Materials provided:
******************************

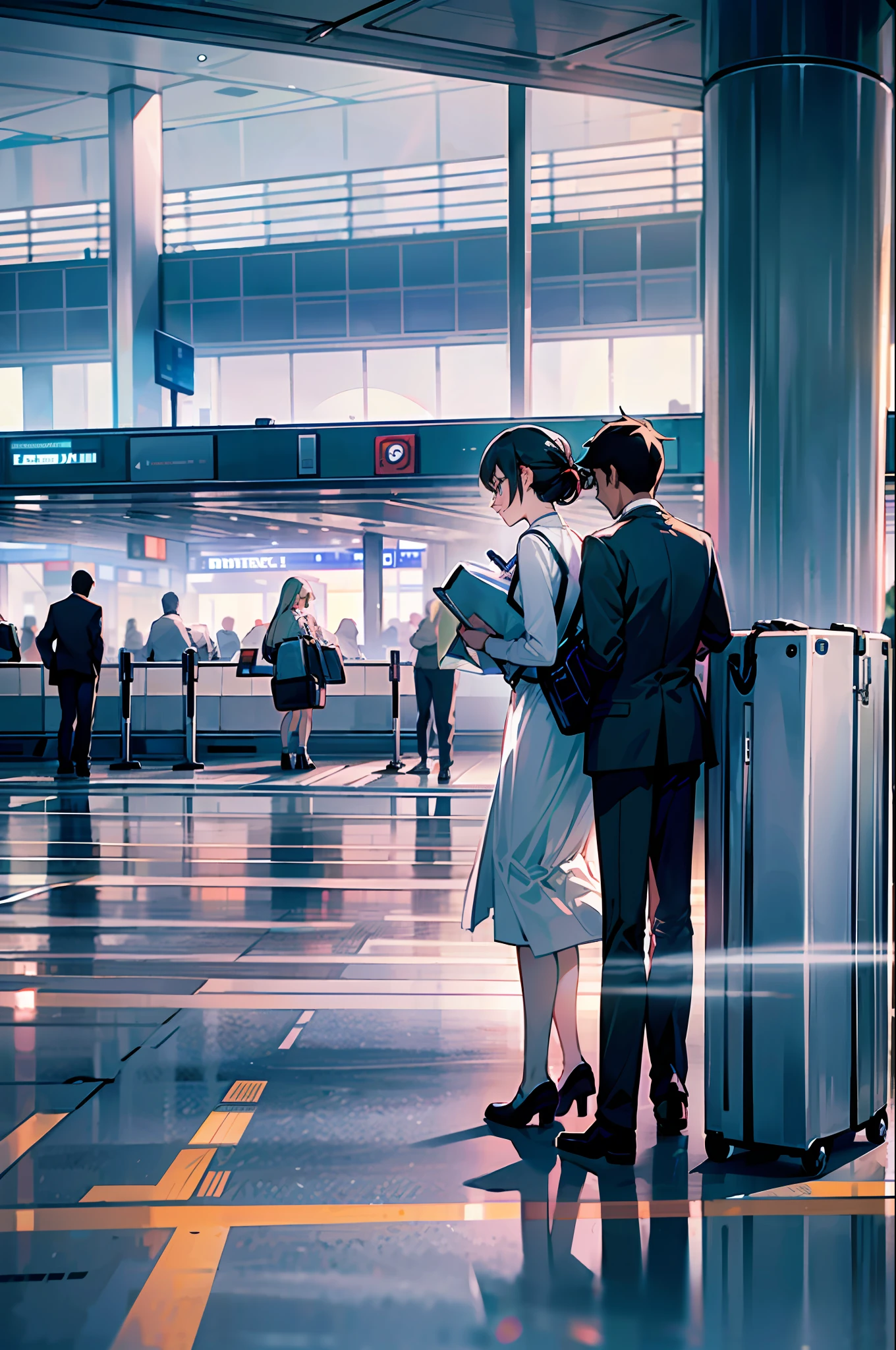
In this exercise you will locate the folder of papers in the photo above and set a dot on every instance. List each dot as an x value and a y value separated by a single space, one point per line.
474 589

******************************

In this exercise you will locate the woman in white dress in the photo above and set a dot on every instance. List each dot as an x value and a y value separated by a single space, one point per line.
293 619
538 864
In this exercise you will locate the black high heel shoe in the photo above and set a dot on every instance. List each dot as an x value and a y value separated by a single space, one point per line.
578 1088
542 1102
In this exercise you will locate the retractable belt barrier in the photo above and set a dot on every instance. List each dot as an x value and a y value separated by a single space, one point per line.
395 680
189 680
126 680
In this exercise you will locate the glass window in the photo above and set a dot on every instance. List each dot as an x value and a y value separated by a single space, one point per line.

******************************

Exercise aim: Select every line in the records above that contains the word "this" and copy those lines.

Reply to the task:
In this exercise you will locate the folder of papers in the photo above and set a dot on every instance. List each dot as an x value and a y value separated by a single space, one point per line.
In this exercise you will locate the woman in white dress in the photo above and set a dot on every instance. List each dot as an x value and a y value separated by a single space, one point per line.
In this exercise you will locate the black high heel shoe in the photo above and set a dot on every instance. List each dot as an x value and a y value separated by a single space, one point per line.
In this exercise you will locate the retractable belt barrier in the photo above and set a dot on every instance. List each dot as an x value and a y value separated by a single space, one point per line.
In this exercise you will locate the glass window in the photo above and set a dot on every instance. List each dot as an x value and a y value separated by a single space, one point per line.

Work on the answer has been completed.